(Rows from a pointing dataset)
---
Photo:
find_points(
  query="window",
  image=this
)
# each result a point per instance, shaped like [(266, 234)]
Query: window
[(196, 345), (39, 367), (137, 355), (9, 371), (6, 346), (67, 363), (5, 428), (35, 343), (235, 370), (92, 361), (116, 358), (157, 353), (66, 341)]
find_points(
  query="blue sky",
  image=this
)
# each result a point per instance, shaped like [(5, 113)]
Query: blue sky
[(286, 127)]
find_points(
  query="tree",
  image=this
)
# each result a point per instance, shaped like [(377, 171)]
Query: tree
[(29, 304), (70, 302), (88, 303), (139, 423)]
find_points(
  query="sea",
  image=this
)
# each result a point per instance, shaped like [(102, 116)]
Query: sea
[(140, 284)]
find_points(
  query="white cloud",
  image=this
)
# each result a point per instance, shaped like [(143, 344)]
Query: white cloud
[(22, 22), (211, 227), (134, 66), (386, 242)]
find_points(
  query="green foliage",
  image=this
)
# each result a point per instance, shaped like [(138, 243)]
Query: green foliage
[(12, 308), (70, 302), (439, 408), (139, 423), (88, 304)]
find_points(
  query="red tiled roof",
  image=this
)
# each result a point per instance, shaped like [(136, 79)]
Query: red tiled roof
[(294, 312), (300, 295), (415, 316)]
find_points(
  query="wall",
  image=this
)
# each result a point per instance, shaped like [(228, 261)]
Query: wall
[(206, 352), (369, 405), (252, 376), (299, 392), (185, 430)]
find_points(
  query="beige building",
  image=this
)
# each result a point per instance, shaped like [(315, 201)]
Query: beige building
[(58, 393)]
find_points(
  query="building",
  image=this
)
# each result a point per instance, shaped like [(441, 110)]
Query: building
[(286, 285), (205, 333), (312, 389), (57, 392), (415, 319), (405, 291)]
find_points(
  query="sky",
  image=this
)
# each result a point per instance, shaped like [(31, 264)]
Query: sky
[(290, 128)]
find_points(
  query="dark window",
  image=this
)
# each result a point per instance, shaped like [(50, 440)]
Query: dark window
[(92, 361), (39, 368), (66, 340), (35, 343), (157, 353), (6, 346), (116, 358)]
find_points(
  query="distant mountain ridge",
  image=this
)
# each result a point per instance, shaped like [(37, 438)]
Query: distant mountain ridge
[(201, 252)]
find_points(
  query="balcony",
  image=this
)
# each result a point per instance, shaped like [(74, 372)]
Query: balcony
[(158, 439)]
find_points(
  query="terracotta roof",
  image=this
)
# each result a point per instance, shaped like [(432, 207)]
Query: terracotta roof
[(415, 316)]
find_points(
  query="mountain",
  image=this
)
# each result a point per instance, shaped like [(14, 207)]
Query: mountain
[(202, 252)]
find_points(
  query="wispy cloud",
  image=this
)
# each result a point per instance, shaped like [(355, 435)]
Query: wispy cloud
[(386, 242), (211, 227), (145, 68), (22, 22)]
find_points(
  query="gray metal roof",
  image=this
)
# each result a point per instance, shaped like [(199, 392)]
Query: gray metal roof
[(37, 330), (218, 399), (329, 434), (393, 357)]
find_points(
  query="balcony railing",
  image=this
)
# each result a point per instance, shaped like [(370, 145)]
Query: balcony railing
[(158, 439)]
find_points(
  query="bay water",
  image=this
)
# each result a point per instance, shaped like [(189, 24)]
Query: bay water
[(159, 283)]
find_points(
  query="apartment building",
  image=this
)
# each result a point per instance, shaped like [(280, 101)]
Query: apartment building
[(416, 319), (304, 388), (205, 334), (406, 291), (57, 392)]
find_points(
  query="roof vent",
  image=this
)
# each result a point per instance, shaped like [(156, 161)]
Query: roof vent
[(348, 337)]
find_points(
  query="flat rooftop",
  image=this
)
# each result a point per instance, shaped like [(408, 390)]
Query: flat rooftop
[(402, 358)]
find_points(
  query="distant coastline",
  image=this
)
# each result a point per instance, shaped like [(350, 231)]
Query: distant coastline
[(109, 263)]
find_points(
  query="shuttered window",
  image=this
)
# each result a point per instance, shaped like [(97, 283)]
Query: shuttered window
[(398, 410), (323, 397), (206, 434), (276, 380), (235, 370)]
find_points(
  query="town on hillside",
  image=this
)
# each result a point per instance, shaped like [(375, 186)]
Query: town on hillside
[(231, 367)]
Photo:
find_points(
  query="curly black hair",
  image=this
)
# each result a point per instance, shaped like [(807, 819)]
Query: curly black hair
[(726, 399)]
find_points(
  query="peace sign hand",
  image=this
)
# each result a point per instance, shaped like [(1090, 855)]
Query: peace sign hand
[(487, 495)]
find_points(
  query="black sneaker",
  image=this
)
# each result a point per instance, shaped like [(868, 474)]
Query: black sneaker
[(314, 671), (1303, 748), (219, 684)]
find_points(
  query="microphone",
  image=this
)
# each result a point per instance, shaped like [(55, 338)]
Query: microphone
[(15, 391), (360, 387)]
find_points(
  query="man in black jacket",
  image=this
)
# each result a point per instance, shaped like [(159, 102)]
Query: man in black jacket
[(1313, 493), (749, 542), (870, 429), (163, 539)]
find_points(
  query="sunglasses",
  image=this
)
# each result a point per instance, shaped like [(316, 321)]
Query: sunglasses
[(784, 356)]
---
### Set problem:
Copy everything from the start of the data down to the line containing "[(286, 127)]", substituting "locate_points" for "find_points" and leaving all else unchanged.

### Exercise answer:
Photo:
locate_points(
  query="window",
  image=this
)
# each result a point per instance, shaped like [(266, 234)]
Query: window
[(196, 345), (39, 367), (137, 355), (9, 371), (6, 346), (67, 363), (5, 428), (35, 343), (235, 370), (92, 361), (116, 358), (157, 353), (66, 341)]
locate_points(
  query="blue sky",
  image=this
)
# each result a point per instance, shaped like [(5, 113)]
Query: blue sky
[(286, 127)]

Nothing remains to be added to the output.